Arkadaşlık ilişkileri çocuğun yaşamında aile ve okulla birlikte önemli bir yer tutar. Arkadaşlık kurmak çocuk için sosyal bir gereksinmedir. Uzmanlar bu gereksinmeyi bebeklik dönemine kadar indirgemektedirler. Bebekler ilk ilişkiyi anneleriyle veya bakıcılarıyla kurarlar. Onların yanına gelmesiyle susar, onlar uzaklaşınca ağlarlar. Bu hem güven ihtiyacından ileri gelmektedir, hem de duygusal yönelim ve aldığı doyumla ilgilidir. Yaşamın ilk iki yılında kurulan ya da kurulamayan bu ilişki bebeğin, çocukluk dönemine geçtiğinde arkadaşlarıyla kuracağı ilişkilerde de etkili olur. İlk iki yaş anne ve baba ile uyumsuz bir ilişki varsa ileride giderilmesi zor izler bırakır. Bu izler yaşanacak arkadaşlık ilişkilerine de yansıyacaktır.
Çocuk, yaşamında ilk üç yıla kadar ilgisini daha çok büyüklere yöneltir. Bunda ihtiyaçlarını tam anlamıyla giderememiş olmanın etkisi büyüktür. Üç yaşından itibaren arkadaşlarıyla oyunlar oynamaya başlar. Öncesinde paralel oyunlar dediğimiz oyunlar oynanır. İki yaşında yanyana oynayan çocuklar, birbiriyle pek ilgilenmezler.
3-4 yaş çocukları
Üç yaşına gelen çocuklar yaşıtlarıyla daha rahat ilişki kurarlar. Bunun için kendilerine özgü birtakım yöntemler geliştirirler. Üç yaş çocuğunun daha rahat hareket edebilmesinde dil gelişimini zenginleştirmiş olması da önemlidir. Kendine söyleneni anlar ve kendisini rahatça ifade edebilir. Artık kendisine güveni artmıştır. Bu yaşta grup oyunları oynamaya, arkadaşlıklar kurmaya, oyuncaklarını paylaşmaya başlar. Arkadaş sayısı giderek artar. Dört yaşına geldiğinde çocuğun en sevdiği şey arkadaşlarıyla birlikte olmak ve oyun oynamaktır. Geçimsizlikler, kavgalar yaşanır ve bunun sonucunda gruplaşmalar görülür. Bu yaş grubunda sık sık grup değiştirmeler görülebilir. Her iki cinsde de arkadaşlık kurabilirler.

İncelenecek Veriler:

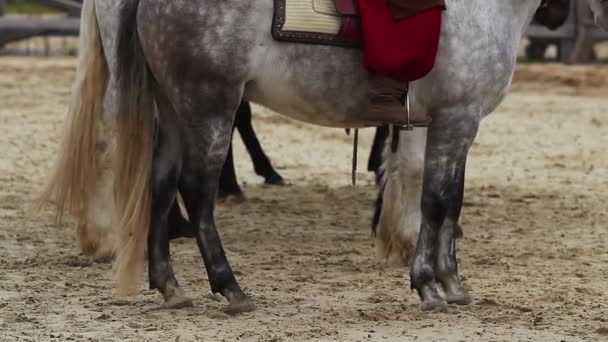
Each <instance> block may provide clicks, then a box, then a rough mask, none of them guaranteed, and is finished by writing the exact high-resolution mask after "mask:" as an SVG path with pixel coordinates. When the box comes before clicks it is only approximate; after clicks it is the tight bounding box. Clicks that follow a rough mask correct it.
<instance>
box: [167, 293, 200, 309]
mask: <svg viewBox="0 0 608 342" xmlns="http://www.w3.org/2000/svg"><path fill="white" fill-rule="evenodd" d="M191 306H193V305H192V298H190V297H186V296H180V295H175V296H171V297H169V298H167V299H165V302H164V303H163V309H181V308H187V307H191Z"/></svg>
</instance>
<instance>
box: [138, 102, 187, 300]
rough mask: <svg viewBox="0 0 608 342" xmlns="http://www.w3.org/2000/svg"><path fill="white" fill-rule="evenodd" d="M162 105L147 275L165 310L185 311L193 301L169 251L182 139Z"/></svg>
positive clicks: (176, 228) (158, 141)
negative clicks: (172, 215)
mask: <svg viewBox="0 0 608 342" xmlns="http://www.w3.org/2000/svg"><path fill="white" fill-rule="evenodd" d="M163 102H164V101H159V116H160V122H162V124H161V125H159V127H158V131H157V137H156V145H155V150H154V159H153V164H152V179H151V187H152V202H151V217H150V232H149V235H148V260H149V268H148V272H149V280H150V288H151V289H158V290H159V292H160V293H161V294H162V296H163V298H164V303H163V307H166V308H182V307H187V306H192V299H190V298H189V297H187V296H186V295H185V293H184V291H183V290H182V289H181V287H180V285H179V283H178V282H177V279H176V278H175V273H174V271H173V266H172V262H171V254H170V249H169V248H170V246H169V232H170V229H172V230H173V229H177V227H169V224H170V216H172V214H173V215H175V213H174V212H173V213H172V211H174V210H175V209H176V206H177V198H176V195H177V185H178V180H179V173H180V166H181V165H180V162H181V160H180V159H181V158H180V157H181V151H180V141H179V140H180V138H179V131H178V129H177V128H176V127H175V126H174V125H172V124H171V121H170V119H174V117H173V118H169V120H164V119H165V117H167V113H168V112H169V113H172V111H171V110H170V107H169V106H168V105H166V104H165V103H163ZM163 113H165V115H164V116H163V115H162V114H163ZM177 210H179V207H177ZM171 223H172V224H174V223H175V222H171Z"/></svg>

Çalışma İsteği 1:
Aşağıdaki ifadelerin çocuklarda arkadaşlık ilişkileri üzerine metinle uyuşup uyuşmadığını belirtin. Her biri için evet ya da hayır deyin ve karar veren cümleyi metinden aynen alıntılayın.
(a) Bebekler ilk ilişkiyi anneleriyle veya bakıcılarıyla kurar.
(b) İki yaşında yan yana oynayan çocuklar birbirleriyle yakından ilgilenir.
(c) Üç-dört yaş çocukları yalnızca kendi cinsinden arkadaş edinir.
Çalışma İsteği 2:
Çocuklarda arkadaşlık ilişkileri üzerine metne göre aşağıdaki soruları kısaca yanıtlayın.
(a) Çocuk ilk üç yıla kadar ilgisini daha çok kimlere yöneltir?
(b) Çocuk kaç yaşından itibaren arkadaşlarıyla oyunlar oynamaya başlar?
(c) Dört yaşına gelen çocuğun en sevdiği şey nedir?
Çalışma İsteği 3:
Çocuklarda arkadaşlık ilişkileri üzerine metni son cümlesinden sonra sürdürün.

Alıştırma Çıktısı 1:
(a) Evet: "Bebekler ilk ilişkiyi anneleriyle veya bakıcılarıyla kurarlar."
(b) Hayır: "İki yaşında yanyana oynayan çocuklar, birbiriyle pek ilgilenmezler."
(c) Hayır: "Her iki cinsde de arkadaşlık kurabilirler."

Alıştırma Çıktısı 2:
(a) Büyüklere.
(b) Üç yaşından itibaren.
(c) Arkadaşlarıyla birlikte olmak ve oyun oynamak.

Alıştırma Çıktısı 3:
5-6 yaş çocukları
Beş yaşına geldiğinde çocuk için aile kesinlikle yeterli olmayacaktır. Yeni yaşantılar deneyler ister, bunu arkadaşlarıyla birlikte yaşayacaktır. Altı yaşında çocuklar daha çok kendi cinsleriyle arkadaşlık kurarlar. Artık daha az bencildir, daha az grup bilincine sahiptir. Çocuk arkadaşlık ilişkileri içerisinde zaman zaman kabul ya da red edilecektir. Bu durumu etkileyen çeşitli faktörler vardır. Liderlik, bağımlılık, rekabet duygusu, başkalarına olan ilgi ve dayanışma bu faktörleri oluşturur.
Kişilik yapıları çocukların sosyal çevre ve arkadaşlık ilişkilerindeki konumlarını belirlemektedir. Bu yapının oluşmasında ailenin önemli bir rolü vardır. Aşırı koruyucu bir aile çerçevesinde yetişen çocuk arkadaşlık kurmakta zorluk çekecektir. Kendine güvenen, özgür davranışlar sergilemeyen çocuklar, arkadaşları tarafından da dışlanırlar. Bağımlı yapıdaki bu çocuklar herşeyi büyüklerin yardımıyla çözmeye alıştıkları için, arkadaş grubundaki en ufak sorunda bile büyüklerin yardımını arayacaklardır. Görüldüğü gibi çocuğun arkadaşlık ilişkilerinde bile, ana-baba tutumları önemli rol oynamaktadır.
Arkadaşlık dil gelişimini etkiler
Kendine güvenen, enerjik, zeki, olgunlaşmış çocuklar grup içerisinde hemen öne çıkarlar. Diğer çocukları kendi etrafında toplar ve onlara isteklerini kabul ettirir. Çocukların dayanışma içerisinde olabilmeleri, birbirlerine yardım etmeleri için deneyim ve olanaklara ihtiyaçları vardır. Bu ortam yuva yaşantısında sağlanır. Çocuk yeni ilişkiler geliştirir, öğrenir, öğrendiklerini uygular. Bu dönemdeki grup yaşantısı çocuğun sosyalleşmesine büyük katkı sağlar. İnsanlarla birlikte olmayı, sevmeyi, paylaşmayı öğrenir. Bu yaşlardaki deneyimlerini ve kazanımlarını ileri ki yıllara da taşıyacaktır.
Arkadaşlık çocuğun dil gelişimine olumlu etkide bulunur. Kelime hazinesi zenginleşir. Yeni yeni kavramlarla tanışır. Doğaldır ki bu süreçte olumsuz sözcükler, küfür vs. öğrenecektir. Bunun önlemi arkadaşlıklarını engellemek değil, konuşarak, yanlış olan gösterilerek olmalıdır.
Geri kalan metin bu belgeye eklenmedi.